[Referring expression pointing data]
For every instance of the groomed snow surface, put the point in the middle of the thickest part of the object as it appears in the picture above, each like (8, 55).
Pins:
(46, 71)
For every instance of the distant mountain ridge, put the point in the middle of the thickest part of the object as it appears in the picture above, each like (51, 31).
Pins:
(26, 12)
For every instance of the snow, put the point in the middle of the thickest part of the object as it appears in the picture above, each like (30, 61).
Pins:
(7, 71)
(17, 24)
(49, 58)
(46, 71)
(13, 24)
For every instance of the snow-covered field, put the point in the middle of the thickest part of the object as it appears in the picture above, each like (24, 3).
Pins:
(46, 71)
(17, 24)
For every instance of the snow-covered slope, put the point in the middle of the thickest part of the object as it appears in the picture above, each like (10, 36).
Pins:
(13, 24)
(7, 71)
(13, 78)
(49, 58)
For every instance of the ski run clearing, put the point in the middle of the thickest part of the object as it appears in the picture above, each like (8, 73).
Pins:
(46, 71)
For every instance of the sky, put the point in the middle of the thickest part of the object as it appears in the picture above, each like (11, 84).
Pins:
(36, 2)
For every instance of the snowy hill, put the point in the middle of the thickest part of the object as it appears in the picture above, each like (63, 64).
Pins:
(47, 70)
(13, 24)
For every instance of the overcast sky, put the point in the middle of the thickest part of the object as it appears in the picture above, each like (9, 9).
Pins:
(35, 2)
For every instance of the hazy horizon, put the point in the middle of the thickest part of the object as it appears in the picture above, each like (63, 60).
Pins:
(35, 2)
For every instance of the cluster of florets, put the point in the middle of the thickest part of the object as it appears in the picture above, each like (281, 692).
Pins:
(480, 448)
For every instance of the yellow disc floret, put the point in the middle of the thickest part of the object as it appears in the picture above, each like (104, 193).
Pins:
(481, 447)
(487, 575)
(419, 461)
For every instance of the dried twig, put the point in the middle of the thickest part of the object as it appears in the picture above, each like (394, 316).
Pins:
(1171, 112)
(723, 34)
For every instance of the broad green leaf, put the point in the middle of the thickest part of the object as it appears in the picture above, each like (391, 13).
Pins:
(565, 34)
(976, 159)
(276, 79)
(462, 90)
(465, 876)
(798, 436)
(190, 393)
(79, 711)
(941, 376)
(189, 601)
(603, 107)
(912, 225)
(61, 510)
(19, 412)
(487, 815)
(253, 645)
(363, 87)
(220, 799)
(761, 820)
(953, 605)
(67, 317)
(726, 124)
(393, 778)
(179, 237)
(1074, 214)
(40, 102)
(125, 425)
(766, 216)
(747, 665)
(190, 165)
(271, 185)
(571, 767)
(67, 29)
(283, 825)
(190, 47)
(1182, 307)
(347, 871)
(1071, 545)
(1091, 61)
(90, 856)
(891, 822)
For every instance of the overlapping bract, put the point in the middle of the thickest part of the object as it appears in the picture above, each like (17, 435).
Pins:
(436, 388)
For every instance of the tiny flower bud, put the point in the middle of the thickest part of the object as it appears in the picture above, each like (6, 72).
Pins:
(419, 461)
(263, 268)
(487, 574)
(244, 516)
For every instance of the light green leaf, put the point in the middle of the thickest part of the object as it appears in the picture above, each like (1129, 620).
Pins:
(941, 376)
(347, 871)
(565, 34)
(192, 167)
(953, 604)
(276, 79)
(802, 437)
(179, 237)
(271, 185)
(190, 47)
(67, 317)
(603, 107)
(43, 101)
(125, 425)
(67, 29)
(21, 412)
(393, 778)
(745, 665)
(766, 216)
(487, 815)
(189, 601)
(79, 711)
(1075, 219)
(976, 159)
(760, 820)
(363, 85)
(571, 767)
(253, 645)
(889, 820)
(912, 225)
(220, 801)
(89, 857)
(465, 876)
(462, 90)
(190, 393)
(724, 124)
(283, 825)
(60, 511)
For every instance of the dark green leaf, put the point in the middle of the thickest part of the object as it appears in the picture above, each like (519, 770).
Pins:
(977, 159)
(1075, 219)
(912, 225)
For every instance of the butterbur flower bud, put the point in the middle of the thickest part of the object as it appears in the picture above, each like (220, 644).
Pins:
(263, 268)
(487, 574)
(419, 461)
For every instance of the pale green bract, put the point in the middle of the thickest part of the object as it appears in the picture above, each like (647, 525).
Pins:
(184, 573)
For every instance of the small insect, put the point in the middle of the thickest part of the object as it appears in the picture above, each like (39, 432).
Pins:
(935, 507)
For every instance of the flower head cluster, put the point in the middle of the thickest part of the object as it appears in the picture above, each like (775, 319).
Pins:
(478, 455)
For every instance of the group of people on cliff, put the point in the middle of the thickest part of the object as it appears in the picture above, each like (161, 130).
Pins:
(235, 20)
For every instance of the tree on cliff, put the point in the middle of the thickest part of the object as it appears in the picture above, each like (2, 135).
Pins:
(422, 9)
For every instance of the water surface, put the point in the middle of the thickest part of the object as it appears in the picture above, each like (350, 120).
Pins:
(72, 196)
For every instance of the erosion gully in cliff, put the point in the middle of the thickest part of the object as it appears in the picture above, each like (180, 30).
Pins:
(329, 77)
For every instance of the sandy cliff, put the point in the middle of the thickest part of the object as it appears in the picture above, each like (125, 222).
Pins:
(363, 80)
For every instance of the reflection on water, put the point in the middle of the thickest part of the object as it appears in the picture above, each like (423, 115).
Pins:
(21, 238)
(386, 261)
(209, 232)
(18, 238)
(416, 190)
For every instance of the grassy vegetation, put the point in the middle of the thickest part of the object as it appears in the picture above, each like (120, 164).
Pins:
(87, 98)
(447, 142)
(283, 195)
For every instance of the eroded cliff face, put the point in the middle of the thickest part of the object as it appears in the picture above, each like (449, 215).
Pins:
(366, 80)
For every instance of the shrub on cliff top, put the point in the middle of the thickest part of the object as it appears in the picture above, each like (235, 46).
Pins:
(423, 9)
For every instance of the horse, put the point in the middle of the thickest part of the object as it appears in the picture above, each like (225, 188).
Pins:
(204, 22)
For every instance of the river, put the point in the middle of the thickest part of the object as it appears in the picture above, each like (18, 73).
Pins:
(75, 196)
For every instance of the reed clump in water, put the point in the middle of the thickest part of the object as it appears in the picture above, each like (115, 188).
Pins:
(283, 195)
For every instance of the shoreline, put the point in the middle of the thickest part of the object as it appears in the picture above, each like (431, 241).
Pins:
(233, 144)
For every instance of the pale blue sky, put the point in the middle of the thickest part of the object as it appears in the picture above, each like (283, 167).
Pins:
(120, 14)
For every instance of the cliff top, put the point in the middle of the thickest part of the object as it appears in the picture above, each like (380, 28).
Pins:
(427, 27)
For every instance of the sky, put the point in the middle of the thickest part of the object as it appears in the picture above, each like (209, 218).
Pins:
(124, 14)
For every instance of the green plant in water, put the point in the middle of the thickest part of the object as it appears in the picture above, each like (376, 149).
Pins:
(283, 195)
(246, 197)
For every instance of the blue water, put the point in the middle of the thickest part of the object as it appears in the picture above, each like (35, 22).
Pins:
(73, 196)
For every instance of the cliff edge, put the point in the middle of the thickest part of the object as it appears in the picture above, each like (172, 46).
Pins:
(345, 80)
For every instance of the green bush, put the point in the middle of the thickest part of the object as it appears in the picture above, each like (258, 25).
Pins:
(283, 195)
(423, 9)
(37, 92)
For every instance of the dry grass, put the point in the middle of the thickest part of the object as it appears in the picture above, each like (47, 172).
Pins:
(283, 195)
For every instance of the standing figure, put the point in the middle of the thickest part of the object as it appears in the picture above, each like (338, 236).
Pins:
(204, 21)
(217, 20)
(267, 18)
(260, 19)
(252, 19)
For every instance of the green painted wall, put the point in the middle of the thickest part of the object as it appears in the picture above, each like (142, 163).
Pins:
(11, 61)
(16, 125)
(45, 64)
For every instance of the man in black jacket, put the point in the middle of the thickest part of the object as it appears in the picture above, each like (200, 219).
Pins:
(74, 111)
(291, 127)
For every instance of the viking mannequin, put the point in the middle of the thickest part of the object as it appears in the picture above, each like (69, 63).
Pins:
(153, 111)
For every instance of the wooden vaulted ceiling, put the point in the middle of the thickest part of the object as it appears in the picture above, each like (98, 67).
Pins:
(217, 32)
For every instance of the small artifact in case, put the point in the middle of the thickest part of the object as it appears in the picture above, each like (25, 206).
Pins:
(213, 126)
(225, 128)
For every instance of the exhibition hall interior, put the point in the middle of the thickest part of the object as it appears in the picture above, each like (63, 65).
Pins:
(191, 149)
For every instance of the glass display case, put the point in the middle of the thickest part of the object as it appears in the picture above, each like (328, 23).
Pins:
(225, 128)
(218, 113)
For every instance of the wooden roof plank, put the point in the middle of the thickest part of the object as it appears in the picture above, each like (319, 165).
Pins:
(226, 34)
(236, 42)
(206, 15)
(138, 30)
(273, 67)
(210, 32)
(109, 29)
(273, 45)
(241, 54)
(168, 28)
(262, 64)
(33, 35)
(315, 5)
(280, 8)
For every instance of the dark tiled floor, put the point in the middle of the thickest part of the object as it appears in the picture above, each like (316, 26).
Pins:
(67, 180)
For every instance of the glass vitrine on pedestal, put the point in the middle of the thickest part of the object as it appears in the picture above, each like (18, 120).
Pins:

Exercise directions
Search the records for the word "surface". Copy every line that has it.

Task solution
For every instance of the groomed snow surface, put the point in the middle of the thickest part of the object as it appears in the picture above, each like (8, 55).
For every instance of the water surface, put the point in the middle of the thickest part of the object as it appears in the picture above, each like (350, 120).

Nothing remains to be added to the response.